PASSAGE SHOWN section start

Introduction

Myocardial infarction (MI) is one of the leading causes of morbidity and mortality and threatens human health worldwide [1]. In spite of the therapeutic function of drugs such as adrenoceptor blockers, calcium antagonists and renin-angiotensin system inhibitors [2], the progression of MI and pathological remodeling are still irreversible. Recent studies agree on the fact that adult mammalian cardiomyocytes are able to regenerate but with a very limited efficacy [3]. This fact evokes further studies to discover novel drug candidates that aim to reduce pathological remodeling and stimulate cardiac regeneration.

Wnt signaling pathways are essential in heart development and active in post-MI adult heart [4, 5]. Recent breakthroughs in the studies on the Wnt signaling pathways have revealed new points of intervention that may lead to novel drug targets for small molecular weight compounds. Wnt pathway inhibitors are primarily designed for the treatment of tumors and have been approved in clinical trials [6, 7]. The effect of Wnt pathway inhibitors in the field of cardiac protection has aroused sustained attention towards applying these inhibitors to treat MI [8,9,10]. In this review, we summarize the regulating mechanisms of Wnt signaling pathways in MI and the effects of Wnt pathway inhibitors against MI.

PASSAGE SHOWN section end

WHAT YOU WILL DO: Copy the part of the introduction on Wnt signaling and myocardial infarction that begins at the words "Introduction" and stops after the words "stimulate cardiac regeneration.".

DATA SECTION section start

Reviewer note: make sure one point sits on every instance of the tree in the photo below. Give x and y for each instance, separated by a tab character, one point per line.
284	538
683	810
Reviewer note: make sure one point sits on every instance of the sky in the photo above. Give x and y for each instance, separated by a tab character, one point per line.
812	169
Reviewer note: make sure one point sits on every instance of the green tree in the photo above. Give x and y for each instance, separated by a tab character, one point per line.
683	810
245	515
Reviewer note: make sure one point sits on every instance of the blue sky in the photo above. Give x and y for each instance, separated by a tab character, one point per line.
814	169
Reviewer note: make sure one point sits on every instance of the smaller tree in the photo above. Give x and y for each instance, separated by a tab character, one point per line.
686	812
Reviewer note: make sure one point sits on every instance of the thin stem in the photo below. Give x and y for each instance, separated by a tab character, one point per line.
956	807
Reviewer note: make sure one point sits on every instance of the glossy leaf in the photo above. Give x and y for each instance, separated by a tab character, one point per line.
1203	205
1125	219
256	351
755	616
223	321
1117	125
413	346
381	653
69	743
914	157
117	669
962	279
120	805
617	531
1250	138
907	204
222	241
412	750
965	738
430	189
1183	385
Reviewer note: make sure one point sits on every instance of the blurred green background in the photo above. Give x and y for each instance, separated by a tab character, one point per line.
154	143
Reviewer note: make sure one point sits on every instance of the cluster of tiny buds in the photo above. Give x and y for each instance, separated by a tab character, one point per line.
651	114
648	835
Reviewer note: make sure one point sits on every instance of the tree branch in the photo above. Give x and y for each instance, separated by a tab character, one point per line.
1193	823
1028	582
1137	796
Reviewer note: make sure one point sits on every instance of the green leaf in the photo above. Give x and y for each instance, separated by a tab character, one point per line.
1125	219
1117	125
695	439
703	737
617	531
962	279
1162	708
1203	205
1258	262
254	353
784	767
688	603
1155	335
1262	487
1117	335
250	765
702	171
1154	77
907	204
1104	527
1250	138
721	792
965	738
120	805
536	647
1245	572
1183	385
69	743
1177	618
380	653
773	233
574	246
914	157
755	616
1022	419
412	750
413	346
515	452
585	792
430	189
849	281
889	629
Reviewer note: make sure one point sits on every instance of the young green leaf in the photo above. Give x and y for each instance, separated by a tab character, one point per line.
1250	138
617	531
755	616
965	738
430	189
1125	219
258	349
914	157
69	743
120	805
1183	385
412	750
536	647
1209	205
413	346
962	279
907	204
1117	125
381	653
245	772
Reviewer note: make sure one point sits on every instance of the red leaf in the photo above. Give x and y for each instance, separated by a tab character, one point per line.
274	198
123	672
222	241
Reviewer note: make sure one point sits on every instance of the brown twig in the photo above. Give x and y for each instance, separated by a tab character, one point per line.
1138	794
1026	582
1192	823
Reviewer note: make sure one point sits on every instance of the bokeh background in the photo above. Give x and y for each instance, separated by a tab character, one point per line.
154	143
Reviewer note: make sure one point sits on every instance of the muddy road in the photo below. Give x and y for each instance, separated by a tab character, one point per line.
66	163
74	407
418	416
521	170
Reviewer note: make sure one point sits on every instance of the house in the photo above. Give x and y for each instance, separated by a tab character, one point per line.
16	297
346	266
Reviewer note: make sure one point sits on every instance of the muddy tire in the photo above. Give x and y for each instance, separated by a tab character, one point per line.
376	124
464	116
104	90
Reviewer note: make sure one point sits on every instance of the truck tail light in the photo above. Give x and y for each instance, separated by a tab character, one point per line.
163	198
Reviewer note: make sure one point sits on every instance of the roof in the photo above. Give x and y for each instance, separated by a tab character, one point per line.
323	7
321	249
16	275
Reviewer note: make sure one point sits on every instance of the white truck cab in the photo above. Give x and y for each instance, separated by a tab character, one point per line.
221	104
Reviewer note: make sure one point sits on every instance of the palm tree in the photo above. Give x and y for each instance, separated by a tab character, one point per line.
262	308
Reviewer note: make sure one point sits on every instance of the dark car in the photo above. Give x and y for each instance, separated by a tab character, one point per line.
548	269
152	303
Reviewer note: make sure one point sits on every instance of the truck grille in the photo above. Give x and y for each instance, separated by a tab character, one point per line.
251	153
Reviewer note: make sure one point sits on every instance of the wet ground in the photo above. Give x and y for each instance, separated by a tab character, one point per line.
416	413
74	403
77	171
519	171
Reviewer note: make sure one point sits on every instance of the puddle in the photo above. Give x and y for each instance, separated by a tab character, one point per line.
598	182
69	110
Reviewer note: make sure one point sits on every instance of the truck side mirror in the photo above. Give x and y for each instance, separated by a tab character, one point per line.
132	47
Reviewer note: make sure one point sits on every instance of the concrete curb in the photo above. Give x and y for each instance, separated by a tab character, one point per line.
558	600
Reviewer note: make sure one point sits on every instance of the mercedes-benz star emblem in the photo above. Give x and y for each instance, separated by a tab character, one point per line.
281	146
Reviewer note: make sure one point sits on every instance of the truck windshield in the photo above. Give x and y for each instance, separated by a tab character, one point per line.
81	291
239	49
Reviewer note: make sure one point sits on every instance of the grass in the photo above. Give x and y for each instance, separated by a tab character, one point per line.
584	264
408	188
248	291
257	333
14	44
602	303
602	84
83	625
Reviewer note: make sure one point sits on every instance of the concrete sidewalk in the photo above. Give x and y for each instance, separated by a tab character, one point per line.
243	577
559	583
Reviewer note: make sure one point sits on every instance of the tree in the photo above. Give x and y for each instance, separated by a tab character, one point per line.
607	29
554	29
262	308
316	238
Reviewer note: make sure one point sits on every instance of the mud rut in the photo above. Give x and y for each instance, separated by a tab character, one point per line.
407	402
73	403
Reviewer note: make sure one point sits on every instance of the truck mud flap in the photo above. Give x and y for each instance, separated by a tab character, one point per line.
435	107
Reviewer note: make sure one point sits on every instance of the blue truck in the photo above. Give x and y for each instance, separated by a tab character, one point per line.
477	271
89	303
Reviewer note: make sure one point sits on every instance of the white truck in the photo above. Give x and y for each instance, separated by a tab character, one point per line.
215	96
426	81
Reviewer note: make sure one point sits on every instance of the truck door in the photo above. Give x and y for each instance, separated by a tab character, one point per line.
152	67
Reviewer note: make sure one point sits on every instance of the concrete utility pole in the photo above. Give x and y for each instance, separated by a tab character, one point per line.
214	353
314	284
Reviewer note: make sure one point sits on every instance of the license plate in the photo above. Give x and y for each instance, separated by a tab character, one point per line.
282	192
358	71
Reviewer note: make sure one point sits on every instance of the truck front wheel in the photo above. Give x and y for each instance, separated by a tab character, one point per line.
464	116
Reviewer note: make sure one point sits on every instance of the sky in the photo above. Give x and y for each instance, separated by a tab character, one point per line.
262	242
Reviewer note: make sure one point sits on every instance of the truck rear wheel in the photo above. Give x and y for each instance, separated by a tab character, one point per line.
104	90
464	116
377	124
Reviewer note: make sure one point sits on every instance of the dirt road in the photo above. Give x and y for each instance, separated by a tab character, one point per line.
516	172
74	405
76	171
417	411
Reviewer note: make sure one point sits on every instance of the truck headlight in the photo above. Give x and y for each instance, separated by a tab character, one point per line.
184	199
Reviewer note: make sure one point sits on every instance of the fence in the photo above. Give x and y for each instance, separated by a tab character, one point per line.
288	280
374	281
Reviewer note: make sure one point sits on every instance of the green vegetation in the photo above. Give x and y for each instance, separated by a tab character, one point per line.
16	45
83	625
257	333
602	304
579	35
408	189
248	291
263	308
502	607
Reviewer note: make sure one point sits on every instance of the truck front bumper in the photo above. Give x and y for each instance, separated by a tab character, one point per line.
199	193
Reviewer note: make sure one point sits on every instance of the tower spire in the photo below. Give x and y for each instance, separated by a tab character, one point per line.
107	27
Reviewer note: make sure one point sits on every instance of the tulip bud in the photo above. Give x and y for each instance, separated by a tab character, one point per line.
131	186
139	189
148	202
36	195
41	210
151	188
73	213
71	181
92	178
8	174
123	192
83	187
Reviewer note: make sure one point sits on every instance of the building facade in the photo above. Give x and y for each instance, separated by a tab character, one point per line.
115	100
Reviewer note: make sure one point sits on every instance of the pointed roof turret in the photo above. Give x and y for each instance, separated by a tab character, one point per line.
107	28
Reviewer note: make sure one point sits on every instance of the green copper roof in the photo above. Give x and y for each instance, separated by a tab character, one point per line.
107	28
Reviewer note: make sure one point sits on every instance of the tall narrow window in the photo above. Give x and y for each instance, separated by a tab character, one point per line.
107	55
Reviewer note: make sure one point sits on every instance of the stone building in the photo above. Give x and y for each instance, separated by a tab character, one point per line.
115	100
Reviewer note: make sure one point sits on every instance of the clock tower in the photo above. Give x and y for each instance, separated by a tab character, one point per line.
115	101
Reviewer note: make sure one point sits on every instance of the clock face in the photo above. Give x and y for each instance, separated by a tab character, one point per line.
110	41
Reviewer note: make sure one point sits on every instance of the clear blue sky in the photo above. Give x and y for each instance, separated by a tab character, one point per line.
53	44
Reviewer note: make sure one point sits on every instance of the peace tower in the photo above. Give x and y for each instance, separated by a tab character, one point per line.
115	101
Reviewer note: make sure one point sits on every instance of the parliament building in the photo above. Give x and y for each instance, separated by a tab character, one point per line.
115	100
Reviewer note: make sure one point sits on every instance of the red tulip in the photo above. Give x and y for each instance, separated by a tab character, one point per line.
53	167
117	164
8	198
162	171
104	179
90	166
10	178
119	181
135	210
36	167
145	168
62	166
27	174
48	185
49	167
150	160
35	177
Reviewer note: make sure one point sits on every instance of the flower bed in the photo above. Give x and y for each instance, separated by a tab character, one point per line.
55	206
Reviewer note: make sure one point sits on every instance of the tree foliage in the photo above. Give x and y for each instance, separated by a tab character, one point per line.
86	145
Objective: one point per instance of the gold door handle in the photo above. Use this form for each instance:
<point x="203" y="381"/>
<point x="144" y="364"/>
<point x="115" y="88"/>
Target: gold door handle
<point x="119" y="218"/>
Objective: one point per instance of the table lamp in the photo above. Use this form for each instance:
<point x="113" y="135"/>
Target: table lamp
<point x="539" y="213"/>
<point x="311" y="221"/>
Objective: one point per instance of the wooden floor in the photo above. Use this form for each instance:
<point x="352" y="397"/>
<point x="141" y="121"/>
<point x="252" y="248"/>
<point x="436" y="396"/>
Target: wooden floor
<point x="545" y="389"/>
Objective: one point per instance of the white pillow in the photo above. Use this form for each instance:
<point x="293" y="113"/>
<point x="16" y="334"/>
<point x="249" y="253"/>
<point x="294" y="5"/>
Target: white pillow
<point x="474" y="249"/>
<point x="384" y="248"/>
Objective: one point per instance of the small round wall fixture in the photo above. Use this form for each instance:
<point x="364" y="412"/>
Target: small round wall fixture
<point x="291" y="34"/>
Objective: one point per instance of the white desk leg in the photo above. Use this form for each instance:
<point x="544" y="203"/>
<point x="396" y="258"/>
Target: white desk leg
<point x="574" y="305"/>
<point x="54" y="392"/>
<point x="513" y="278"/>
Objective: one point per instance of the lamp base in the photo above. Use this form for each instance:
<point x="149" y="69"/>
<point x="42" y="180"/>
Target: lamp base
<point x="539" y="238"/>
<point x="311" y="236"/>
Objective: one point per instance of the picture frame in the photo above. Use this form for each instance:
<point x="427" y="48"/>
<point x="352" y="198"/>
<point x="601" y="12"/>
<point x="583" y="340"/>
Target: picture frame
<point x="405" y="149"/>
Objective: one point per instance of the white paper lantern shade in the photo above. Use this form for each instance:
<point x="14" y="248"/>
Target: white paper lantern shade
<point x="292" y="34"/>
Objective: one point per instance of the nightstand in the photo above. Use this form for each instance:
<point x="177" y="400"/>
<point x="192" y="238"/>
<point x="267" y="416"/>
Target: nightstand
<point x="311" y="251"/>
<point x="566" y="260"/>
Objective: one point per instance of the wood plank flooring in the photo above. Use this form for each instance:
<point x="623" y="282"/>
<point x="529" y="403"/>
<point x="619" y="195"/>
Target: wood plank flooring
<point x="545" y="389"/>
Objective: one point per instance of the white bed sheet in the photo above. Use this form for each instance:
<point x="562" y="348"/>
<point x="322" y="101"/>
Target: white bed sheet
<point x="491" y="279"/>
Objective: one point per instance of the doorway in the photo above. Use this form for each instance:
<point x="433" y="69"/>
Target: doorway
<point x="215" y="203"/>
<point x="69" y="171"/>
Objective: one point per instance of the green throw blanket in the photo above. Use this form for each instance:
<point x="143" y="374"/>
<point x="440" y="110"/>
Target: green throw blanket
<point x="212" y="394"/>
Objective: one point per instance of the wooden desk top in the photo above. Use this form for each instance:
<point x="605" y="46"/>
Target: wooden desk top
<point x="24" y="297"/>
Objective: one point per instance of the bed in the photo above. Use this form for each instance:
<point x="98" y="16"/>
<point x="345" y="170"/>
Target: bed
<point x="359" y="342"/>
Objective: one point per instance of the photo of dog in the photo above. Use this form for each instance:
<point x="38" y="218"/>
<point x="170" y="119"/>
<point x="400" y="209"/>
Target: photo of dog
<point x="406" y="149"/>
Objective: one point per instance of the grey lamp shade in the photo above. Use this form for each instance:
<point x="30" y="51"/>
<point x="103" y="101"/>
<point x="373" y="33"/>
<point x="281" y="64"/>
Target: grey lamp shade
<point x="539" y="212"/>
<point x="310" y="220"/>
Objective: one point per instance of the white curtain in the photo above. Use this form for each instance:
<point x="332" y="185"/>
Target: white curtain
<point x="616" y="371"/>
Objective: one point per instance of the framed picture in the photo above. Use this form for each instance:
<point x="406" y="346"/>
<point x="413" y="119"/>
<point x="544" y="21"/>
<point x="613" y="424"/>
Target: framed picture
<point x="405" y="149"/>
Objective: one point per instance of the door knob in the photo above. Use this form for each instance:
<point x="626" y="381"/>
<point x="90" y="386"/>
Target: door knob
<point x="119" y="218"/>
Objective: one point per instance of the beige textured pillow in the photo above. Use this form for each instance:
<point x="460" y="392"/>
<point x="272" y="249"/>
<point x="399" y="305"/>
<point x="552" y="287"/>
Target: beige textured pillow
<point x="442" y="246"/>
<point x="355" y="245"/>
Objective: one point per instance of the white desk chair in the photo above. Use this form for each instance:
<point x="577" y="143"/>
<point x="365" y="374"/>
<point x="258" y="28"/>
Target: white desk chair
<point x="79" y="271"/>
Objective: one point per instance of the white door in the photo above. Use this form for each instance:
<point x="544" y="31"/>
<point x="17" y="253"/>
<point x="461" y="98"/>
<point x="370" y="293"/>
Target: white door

DATA SECTION section end

TASK RESULT:
Introduction

Myocardial infarction (MI) is one of the leading causes of morbidity and mortality and threatens human health worldwide [1]. In spite of the therapeutic function of drugs such as adrenoceptor blockers, calcium antagonists and renin-angiotensin system inhibitors [2], the progression of MI and pathological remodeling are still irreversible. Recent studies agree on the fact that adult mammalian cardiomyocytes are able to regenerate but with a very limited efficacy [3]. This fact evokes further studies to discover novel drug candidates that aim to reduce pathological remodeling and stimulate cardiac regeneration.